WHAT YOU WILL DO
Write out the material again word for word, dropping any images it holds.
* BEGIN INPUT *
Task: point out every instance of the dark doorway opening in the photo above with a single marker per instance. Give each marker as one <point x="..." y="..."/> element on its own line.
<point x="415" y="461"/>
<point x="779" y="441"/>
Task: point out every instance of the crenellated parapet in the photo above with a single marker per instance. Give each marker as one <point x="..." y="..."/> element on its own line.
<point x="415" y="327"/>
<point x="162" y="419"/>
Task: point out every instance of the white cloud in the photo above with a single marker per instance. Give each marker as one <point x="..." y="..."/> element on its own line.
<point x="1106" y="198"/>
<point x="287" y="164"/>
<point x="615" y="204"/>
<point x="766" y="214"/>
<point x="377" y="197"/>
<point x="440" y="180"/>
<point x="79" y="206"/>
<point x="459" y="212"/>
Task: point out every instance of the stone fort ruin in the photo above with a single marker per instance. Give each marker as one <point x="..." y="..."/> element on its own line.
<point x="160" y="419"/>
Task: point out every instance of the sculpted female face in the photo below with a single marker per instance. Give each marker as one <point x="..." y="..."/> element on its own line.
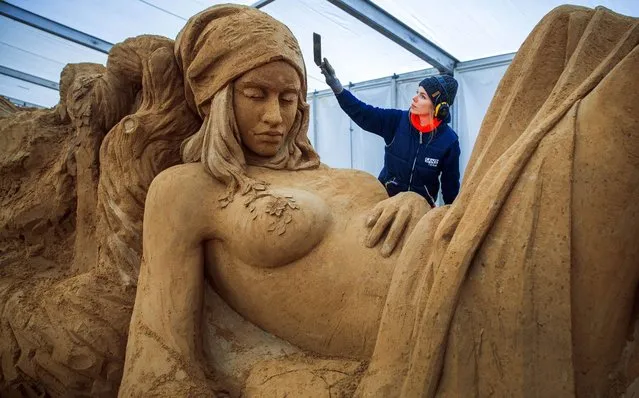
<point x="265" y="103"/>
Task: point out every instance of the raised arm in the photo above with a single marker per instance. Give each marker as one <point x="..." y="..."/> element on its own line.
<point x="382" y="122"/>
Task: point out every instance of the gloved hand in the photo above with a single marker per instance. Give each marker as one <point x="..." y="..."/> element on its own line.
<point x="329" y="74"/>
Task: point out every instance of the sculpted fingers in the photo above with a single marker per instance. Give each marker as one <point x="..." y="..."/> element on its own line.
<point x="374" y="216"/>
<point x="386" y="218"/>
<point x="396" y="231"/>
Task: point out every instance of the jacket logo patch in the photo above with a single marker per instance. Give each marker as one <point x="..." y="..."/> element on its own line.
<point x="432" y="162"/>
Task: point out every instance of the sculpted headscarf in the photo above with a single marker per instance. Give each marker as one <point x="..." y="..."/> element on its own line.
<point x="216" y="47"/>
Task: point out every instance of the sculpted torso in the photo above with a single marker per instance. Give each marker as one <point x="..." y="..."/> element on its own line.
<point x="316" y="284"/>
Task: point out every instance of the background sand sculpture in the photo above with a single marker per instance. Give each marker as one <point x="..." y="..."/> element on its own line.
<point x="532" y="273"/>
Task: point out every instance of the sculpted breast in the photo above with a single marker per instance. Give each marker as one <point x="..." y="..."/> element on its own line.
<point x="276" y="230"/>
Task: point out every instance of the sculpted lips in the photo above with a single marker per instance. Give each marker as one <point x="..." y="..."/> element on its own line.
<point x="271" y="135"/>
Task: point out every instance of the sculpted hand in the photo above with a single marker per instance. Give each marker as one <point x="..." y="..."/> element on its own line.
<point x="331" y="79"/>
<point x="393" y="214"/>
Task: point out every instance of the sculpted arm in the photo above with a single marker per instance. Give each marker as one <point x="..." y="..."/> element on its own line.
<point x="165" y="335"/>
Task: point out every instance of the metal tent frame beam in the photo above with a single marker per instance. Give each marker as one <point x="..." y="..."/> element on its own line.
<point x="28" y="78"/>
<point x="55" y="28"/>
<point x="261" y="3"/>
<point x="397" y="31"/>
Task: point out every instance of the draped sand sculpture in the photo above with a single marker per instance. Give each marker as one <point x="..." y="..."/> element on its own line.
<point x="255" y="271"/>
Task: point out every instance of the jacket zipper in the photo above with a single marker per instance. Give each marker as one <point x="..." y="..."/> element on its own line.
<point x="410" y="180"/>
<point x="429" y="195"/>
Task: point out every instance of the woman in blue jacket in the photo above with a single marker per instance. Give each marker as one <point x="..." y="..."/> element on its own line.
<point x="420" y="146"/>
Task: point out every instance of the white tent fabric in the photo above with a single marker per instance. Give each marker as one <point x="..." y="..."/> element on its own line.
<point x="341" y="143"/>
<point x="466" y="29"/>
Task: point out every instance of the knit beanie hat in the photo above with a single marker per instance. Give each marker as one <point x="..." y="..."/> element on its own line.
<point x="440" y="89"/>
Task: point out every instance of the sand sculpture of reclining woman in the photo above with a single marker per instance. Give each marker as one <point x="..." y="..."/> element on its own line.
<point x="527" y="283"/>
<point x="282" y="239"/>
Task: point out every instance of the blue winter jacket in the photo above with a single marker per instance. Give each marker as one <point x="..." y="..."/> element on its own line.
<point x="412" y="161"/>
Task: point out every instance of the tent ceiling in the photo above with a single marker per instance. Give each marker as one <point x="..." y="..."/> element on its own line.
<point x="463" y="28"/>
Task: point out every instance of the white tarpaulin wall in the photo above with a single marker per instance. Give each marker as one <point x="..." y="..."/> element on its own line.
<point x="341" y="143"/>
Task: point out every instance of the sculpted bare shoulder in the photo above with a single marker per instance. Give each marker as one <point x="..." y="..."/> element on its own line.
<point x="184" y="196"/>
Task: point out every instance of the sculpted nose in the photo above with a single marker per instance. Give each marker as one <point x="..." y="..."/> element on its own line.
<point x="272" y="112"/>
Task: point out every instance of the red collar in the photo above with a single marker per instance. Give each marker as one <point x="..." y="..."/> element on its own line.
<point x="414" y="120"/>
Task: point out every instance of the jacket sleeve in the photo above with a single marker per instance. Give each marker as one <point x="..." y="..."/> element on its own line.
<point x="450" y="173"/>
<point x="382" y="122"/>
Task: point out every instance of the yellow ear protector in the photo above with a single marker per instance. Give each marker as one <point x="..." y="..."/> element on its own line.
<point x="442" y="110"/>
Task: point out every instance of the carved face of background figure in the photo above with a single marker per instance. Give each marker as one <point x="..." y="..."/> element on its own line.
<point x="265" y="102"/>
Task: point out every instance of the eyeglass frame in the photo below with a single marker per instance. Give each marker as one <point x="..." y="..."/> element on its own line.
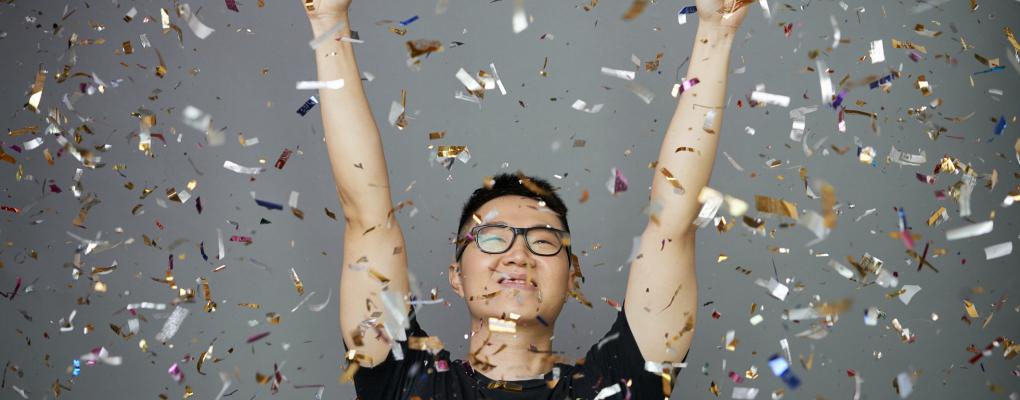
<point x="473" y="233"/>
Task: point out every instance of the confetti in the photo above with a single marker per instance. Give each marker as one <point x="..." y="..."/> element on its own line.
<point x="782" y="370"/>
<point x="999" y="250"/>
<point x="769" y="98"/>
<point x="298" y="286"/>
<point x="607" y="392"/>
<point x="581" y="105"/>
<point x="200" y="30"/>
<point x="623" y="75"/>
<point x="307" y="106"/>
<point x="502" y="326"/>
<point x="774" y="288"/>
<point x="683" y="86"/>
<point x="519" y="20"/>
<point x="242" y="169"/>
<point x="681" y="14"/>
<point x="876" y="52"/>
<point x="617" y="182"/>
<point x="171" y="325"/>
* END INPUT *
EXPECTED OUTPUT
Task: point out every instance of the dark doorway opening in the photo above with a single marker per instance. Give each marker as one <point x="..." y="..."/> element on its own line.
<point x="415" y="461"/>
<point x="779" y="441"/>
Task: point out every instance of the crenellated parapet in the photo above with a single marker per instance. Give each marker as one <point x="..." y="..."/> element on its own line.
<point x="415" y="327"/>
<point x="162" y="419"/>
Task: point out every instance of the white cloud in the photo above with a single marker per instance. Give each marker as one <point x="..." y="..."/> element on its own line.
<point x="1106" y="198"/>
<point x="287" y="164"/>
<point x="615" y="204"/>
<point x="766" y="214"/>
<point x="377" y="197"/>
<point x="440" y="180"/>
<point x="79" y="206"/>
<point x="459" y="212"/>
Task: point out every instance of the stone fort ruin in the photo above with a single marker per instance. Give each marker as one <point x="..." y="..."/> element on its own line.
<point x="160" y="419"/>
Task: point out every instance of the sculpted female face in the photo below with a single marker per instance. Give each marker as one <point x="..." y="..."/> element on its own line.
<point x="265" y="103"/>
Task: point out every instance of the raised arm in the photo above with a single marker per instance. Give each marker as one <point x="..." y="..."/> element on its own line.
<point x="382" y="122"/>
Task: point out every instance of the gloved hand in the photo above with a single marker per instance. Give each marker as one <point x="..." y="..."/> element on its own line.
<point x="329" y="74"/>
Task: point out every instance of the sculpted fingers in the photo above with a single marker per instance. Give each marker as one <point x="..." y="..."/> element on its own line.
<point x="374" y="216"/>
<point x="386" y="218"/>
<point x="396" y="231"/>
Task: point out every instance of the jacket logo patch in the photo above with a single marker per instance. Give each marker as one <point x="..." y="..."/> element on its own line.
<point x="432" y="162"/>
Task: point out every instance of the sculpted headscarf in the photo above with a single marker per instance. Give each marker as one <point x="..." y="..."/> element on its own line.
<point x="216" y="47"/>
Task: point out every instance of the sculpted torso in the photo above with a single marker per instance. Give each marker as one <point x="..." y="..."/> element on its own line.
<point x="316" y="284"/>
Task: point out every instance of the background sand sculpture in the photo above with a single marker per instance. Give each marker as one <point x="..." y="..."/> element on its own line.
<point x="532" y="273"/>
Task: point out every instance of the sculpted breast in the photo above with a single marker per instance. Give each marker as one <point x="..." y="..."/> element on its own line.
<point x="276" y="230"/>
Task: point out every instance of the sculpted lips in the photo above with a single marker per instance. Give each marker as one <point x="..." y="..."/> element on its own line.
<point x="271" y="135"/>
Task: point out every instance of the sculpted hand in the photo above with a single marker per instance. Give each marker as one <point x="..." y="..."/> element on its own line.
<point x="331" y="79"/>
<point x="393" y="214"/>
Task: point out every instance of the sculpted arm in the photo above with a single marker per instance. Give each marker as one <point x="..." y="..."/> element on its own line.
<point x="165" y="335"/>
Task: point out every instance of the metal tent frame beam in the photo above with a single marker per instance. Give each marker as one <point x="..." y="..."/> element on its own line.
<point x="28" y="78"/>
<point x="55" y="28"/>
<point x="261" y="3"/>
<point x="397" y="31"/>
Task: point out every instance of the draped sand sculpture in the photo above with a single marker per instance. Give each marker as one <point x="..." y="..."/> element on its own line.
<point x="255" y="271"/>
Task: point out every instance of the jacket zipper in the photo above with a single marker per instance. Give each marker as one <point x="..." y="..."/> element on its own line.
<point x="410" y="180"/>
<point x="429" y="195"/>
Task: point out every instance of the woman in blue jacket in the photo above with a single marker per instance. Give each marker as one <point x="..." y="..."/> element on its own line.
<point x="420" y="146"/>
Task: point out every instance of the white tent fabric in the photo above with a single marker per instance. Give each marker as one <point x="..." y="..."/> element on its own line.
<point x="341" y="143"/>
<point x="466" y="29"/>
Task: point out every instance of the knit beanie hat in the photo above with a single marker per instance. Give each marker as one <point x="..." y="..."/> element on its own line.
<point x="440" y="89"/>
Task: point out every instance of the sand sculpture of reclining woman in the photo above with a single marker per instance. Give each marker as one <point x="..." y="..."/> element on its own line.
<point x="527" y="283"/>
<point x="282" y="239"/>
Task: point out every instance of the blue winter jacket in the photo above with a single marker per instance. Give each marker as one <point x="..." y="..."/> element on its own line.
<point x="412" y="161"/>
Task: point out every instance of the tent ceiling in the photo above with a single marker per instance. Give each marker as one <point x="..." y="..."/> element on its own line.
<point x="463" y="28"/>
Task: point out every instance of the white tarpaulin wall in the photo above with a single marker per instance. Give each marker as one <point x="..." y="..."/> element on its own line.
<point x="341" y="143"/>
Task: point out every instance of the sculpted bare shoulder in the photo above with a single marker per instance. Give each marker as one <point x="..." y="..."/> element on its own line.
<point x="184" y="196"/>
Task: point out every instance of the sculpted nose in the photo above with a single marker per instance. Give each marker as one <point x="..." y="..."/> element on its own line.
<point x="272" y="112"/>
Task: point out every instance of the red collar in the photo above with a single marker per instance. Give each marker as one <point x="..." y="..."/> element on its own line.
<point x="414" y="120"/>
Task: point out every instance of the jacket sleeve in the photo above with a single marker per instance. Give each marker as one <point x="..." y="..."/> element on its own line.
<point x="450" y="173"/>
<point x="382" y="122"/>
Task: point out every instance of the yellow ear protector in the photo above with a single marker per instance. Give each marker as one <point x="..." y="..."/> element on its own line.
<point x="442" y="110"/>
Task: point out every instance of the carved face of background figure in the photo above with a single marker per instance. Give each marker as one <point x="..." y="..."/> element on its own line.
<point x="265" y="102"/>
Task: point out every instance of the eyeglass frame in the photo below with a single marker per instance. Give each marker as one <point x="..." y="..."/> element on its own line.
<point x="473" y="233"/>
Task: point out every instance of the confetti in the photo above with a single marker per instance. Give each marker as one <point x="..." y="..."/> element on its own line.
<point x="782" y="370"/>
<point x="999" y="250"/>
<point x="769" y="98"/>
<point x="298" y="286"/>
<point x="607" y="392"/>
<point x="581" y="105"/>
<point x="200" y="30"/>
<point x="623" y="75"/>
<point x="307" y="106"/>
<point x="502" y="326"/>
<point x="774" y="288"/>
<point x="683" y="86"/>
<point x="519" y="20"/>
<point x="242" y="169"/>
<point x="681" y="14"/>
<point x="876" y="52"/>
<point x="617" y="182"/>
<point x="171" y="325"/>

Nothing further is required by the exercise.